§ **SUPPLIED DATA**
____
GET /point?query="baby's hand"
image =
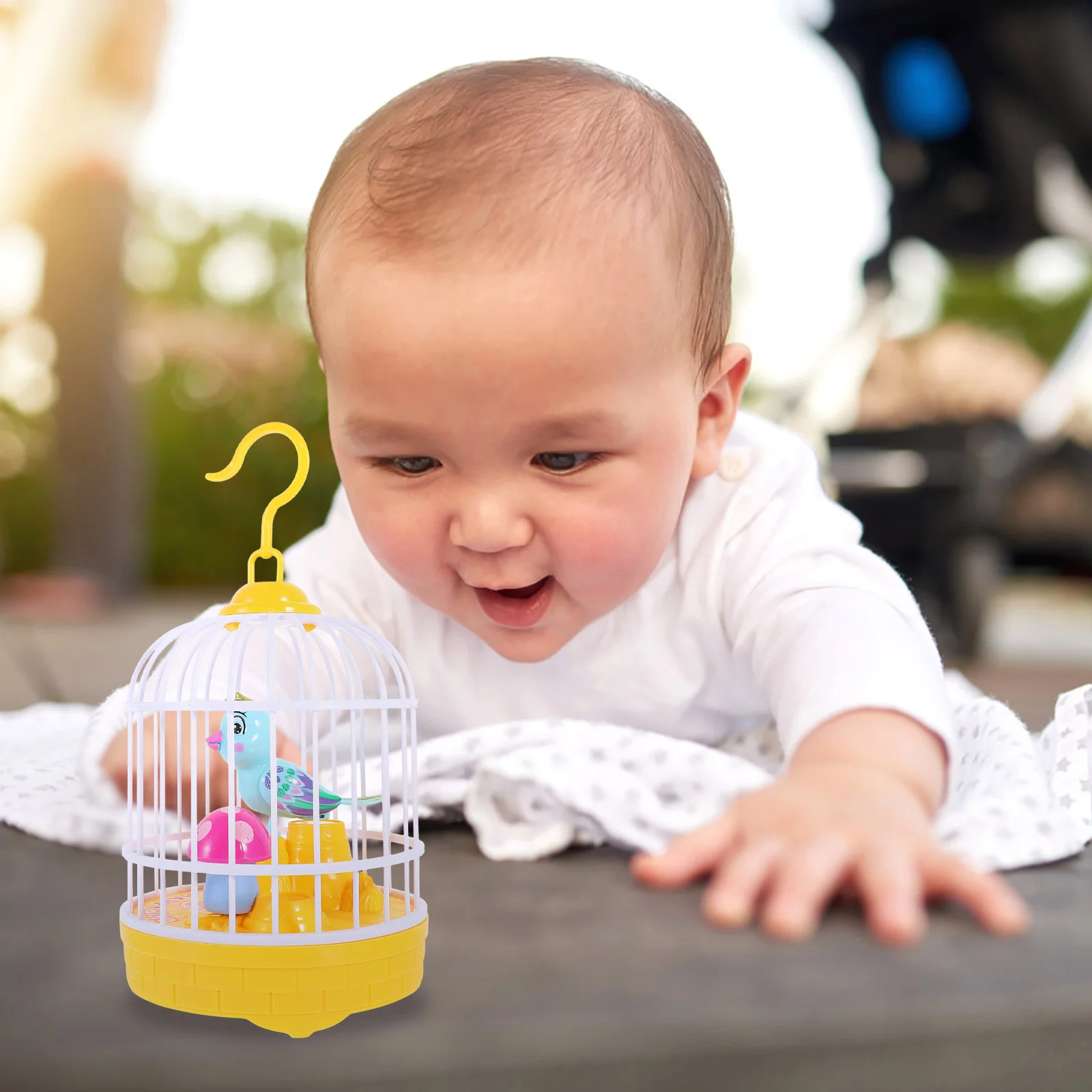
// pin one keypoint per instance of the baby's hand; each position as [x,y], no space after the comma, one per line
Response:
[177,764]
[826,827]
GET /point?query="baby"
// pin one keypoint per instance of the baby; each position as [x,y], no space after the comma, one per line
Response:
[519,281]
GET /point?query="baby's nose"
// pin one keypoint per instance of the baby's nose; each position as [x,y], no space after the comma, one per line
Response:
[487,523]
____
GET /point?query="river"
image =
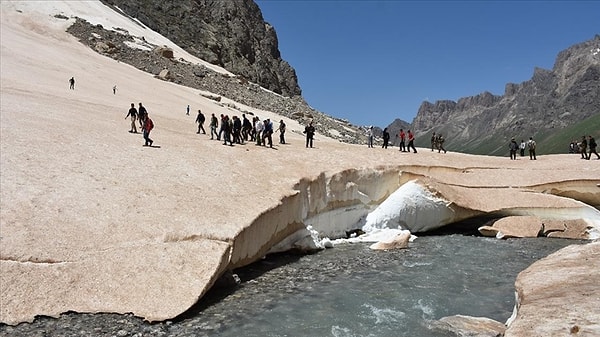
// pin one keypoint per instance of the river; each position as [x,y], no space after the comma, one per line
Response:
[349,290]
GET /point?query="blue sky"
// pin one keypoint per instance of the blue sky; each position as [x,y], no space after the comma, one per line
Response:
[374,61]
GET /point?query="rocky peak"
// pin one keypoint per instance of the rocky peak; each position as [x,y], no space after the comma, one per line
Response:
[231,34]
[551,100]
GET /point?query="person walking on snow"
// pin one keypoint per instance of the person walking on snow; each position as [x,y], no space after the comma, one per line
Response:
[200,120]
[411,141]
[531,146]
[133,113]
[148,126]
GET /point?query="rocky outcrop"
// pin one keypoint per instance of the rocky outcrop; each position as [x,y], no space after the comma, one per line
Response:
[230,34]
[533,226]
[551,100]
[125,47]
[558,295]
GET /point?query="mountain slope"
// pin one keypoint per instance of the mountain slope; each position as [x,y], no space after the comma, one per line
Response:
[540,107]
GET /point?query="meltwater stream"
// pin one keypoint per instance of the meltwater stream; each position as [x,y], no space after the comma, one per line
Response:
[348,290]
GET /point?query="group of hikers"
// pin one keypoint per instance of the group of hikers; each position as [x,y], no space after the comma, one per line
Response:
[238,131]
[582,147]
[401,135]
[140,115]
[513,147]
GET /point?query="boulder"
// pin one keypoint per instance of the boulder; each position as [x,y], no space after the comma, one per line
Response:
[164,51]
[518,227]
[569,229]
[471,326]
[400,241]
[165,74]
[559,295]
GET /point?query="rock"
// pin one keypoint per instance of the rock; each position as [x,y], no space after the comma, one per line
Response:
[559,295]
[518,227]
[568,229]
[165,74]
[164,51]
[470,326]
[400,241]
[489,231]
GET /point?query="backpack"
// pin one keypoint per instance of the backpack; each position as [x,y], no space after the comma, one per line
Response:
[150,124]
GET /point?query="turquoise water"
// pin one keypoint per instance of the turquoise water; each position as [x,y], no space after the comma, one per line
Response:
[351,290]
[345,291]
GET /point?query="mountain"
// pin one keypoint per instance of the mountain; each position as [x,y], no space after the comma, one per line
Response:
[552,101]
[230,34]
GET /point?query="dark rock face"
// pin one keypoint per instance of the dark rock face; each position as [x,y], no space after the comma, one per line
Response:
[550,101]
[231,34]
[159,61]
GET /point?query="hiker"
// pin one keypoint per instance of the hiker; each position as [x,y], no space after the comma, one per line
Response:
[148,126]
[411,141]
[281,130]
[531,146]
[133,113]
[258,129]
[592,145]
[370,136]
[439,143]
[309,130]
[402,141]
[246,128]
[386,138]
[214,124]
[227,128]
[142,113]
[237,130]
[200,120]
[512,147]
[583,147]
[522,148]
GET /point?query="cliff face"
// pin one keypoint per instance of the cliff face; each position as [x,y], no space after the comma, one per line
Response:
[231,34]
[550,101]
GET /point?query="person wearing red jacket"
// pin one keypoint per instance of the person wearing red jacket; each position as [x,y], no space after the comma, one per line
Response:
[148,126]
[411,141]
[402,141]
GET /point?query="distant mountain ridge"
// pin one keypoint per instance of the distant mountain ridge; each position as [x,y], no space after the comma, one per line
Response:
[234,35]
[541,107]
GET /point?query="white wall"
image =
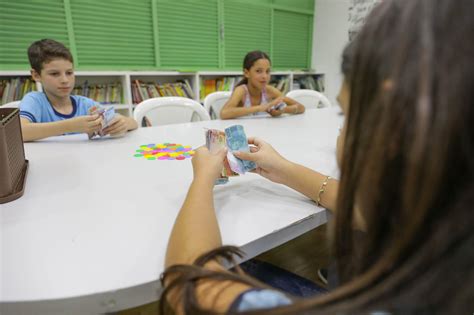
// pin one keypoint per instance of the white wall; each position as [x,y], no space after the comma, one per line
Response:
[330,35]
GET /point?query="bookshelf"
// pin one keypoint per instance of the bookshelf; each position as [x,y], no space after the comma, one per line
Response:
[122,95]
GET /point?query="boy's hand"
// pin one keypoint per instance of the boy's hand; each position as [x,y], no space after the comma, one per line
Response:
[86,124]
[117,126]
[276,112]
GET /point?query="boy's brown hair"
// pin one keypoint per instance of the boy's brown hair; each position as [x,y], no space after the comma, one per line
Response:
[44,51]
____
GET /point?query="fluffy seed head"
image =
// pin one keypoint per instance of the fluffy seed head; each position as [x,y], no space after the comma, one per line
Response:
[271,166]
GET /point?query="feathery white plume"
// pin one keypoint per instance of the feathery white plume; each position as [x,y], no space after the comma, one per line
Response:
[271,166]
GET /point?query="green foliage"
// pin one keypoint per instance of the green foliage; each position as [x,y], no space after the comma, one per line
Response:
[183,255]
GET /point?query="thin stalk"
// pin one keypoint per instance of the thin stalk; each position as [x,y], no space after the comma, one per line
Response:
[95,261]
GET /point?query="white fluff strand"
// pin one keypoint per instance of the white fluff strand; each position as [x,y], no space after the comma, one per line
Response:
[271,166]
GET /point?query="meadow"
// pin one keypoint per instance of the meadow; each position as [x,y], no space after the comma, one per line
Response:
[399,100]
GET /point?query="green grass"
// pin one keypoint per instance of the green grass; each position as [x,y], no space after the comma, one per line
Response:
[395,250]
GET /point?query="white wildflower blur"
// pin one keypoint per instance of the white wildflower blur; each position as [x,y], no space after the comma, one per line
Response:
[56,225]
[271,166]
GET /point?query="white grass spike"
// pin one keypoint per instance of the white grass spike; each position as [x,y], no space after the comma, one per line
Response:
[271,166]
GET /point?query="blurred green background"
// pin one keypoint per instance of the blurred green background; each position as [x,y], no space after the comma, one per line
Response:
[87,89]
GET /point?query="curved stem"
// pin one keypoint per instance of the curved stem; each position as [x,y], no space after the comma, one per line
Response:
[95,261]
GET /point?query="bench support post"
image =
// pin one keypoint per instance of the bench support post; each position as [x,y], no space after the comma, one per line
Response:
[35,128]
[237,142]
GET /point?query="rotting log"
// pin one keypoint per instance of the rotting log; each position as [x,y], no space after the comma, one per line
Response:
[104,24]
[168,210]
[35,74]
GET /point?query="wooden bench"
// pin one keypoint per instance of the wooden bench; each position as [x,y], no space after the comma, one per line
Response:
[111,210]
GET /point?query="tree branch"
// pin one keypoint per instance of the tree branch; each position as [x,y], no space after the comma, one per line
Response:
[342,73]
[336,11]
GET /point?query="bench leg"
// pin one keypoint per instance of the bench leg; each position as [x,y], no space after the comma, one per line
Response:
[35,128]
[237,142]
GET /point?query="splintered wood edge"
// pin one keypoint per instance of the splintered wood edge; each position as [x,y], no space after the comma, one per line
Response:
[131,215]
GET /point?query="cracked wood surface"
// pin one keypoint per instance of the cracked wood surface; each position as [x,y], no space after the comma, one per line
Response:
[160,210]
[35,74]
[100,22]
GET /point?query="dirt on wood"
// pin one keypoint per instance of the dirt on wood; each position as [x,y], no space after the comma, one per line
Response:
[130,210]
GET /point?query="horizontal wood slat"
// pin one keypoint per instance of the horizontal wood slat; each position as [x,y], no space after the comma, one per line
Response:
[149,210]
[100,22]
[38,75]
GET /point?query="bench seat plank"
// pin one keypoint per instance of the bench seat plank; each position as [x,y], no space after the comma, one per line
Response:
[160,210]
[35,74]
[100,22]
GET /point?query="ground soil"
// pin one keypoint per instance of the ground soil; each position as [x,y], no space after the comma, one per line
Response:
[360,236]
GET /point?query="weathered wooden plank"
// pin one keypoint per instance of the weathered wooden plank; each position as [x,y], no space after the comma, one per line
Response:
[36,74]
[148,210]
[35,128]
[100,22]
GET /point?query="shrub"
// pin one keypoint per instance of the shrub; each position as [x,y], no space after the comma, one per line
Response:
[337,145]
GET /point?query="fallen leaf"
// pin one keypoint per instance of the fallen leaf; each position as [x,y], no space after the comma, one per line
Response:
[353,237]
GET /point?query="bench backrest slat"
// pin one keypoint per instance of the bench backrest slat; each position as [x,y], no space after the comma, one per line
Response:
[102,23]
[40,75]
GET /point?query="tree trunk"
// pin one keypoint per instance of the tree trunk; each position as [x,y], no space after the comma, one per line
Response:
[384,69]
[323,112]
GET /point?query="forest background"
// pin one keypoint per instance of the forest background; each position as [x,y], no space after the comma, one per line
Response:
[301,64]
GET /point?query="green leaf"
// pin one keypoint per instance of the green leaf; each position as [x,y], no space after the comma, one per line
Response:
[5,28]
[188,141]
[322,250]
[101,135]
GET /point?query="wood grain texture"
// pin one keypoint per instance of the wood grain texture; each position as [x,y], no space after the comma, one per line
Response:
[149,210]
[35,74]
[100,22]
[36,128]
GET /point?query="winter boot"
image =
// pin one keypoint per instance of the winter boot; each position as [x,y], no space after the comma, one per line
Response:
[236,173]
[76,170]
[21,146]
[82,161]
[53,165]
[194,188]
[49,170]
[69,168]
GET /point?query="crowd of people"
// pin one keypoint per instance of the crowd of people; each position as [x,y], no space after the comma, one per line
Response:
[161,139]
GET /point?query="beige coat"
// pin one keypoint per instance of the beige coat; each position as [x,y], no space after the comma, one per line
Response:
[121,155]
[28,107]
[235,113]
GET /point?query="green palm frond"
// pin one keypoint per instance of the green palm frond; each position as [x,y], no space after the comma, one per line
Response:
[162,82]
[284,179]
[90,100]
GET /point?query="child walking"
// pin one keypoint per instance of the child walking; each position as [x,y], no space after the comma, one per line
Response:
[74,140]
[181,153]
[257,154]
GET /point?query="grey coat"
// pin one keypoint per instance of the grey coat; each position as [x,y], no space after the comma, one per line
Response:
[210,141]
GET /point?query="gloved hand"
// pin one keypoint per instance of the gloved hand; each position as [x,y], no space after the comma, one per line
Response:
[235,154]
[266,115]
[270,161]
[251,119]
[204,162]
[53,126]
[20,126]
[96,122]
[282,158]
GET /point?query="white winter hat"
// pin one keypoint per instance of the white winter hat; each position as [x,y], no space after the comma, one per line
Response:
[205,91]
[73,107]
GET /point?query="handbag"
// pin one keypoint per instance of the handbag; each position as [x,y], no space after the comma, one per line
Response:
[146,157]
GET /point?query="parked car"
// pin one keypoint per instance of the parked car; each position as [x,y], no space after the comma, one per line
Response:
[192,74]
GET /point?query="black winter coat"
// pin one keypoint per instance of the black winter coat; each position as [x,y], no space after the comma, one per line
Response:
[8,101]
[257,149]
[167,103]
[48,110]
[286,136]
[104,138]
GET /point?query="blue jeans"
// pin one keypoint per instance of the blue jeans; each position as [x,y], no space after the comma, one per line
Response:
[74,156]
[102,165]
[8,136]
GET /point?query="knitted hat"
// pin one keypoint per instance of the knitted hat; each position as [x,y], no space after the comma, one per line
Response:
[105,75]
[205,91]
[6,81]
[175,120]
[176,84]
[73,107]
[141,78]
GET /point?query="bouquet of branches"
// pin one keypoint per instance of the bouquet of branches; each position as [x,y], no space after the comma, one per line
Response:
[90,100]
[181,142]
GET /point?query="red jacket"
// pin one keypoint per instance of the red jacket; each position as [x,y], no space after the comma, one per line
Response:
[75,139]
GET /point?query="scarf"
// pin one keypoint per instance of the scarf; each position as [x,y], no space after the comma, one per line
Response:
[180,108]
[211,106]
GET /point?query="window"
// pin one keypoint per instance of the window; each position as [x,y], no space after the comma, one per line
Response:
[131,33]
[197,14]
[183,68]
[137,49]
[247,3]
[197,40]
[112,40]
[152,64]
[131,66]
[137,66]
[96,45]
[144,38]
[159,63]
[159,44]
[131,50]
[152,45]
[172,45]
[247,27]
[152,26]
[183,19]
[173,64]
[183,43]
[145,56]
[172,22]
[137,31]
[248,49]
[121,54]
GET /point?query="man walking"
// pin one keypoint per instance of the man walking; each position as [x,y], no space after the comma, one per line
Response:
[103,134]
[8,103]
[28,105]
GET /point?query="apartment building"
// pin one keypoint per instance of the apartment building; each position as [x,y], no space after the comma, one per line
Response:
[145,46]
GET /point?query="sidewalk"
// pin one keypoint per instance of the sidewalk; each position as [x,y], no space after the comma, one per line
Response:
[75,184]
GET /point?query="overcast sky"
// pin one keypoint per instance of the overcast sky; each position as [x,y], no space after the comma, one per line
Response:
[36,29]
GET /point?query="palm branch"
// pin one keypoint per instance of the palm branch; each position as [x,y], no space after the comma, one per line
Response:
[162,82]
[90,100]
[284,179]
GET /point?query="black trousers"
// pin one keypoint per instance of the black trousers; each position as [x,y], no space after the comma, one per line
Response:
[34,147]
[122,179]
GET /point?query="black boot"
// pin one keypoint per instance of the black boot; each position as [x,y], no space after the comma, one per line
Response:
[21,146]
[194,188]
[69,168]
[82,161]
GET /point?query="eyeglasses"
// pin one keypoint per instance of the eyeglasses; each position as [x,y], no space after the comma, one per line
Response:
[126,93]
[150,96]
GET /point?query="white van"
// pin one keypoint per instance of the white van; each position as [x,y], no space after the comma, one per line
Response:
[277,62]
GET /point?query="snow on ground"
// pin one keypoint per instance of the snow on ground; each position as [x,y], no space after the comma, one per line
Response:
____
§ **WRITTEN PROBLEM**
Pick out every line in the material above that contains the string "child". Copy each of those lines out in full.

§ **EXERCISE SOLUTION**
GET /point?query="child walking"
// pin one keypoint per instance of the child walking; each position as [x,y], no space after the comma, one per line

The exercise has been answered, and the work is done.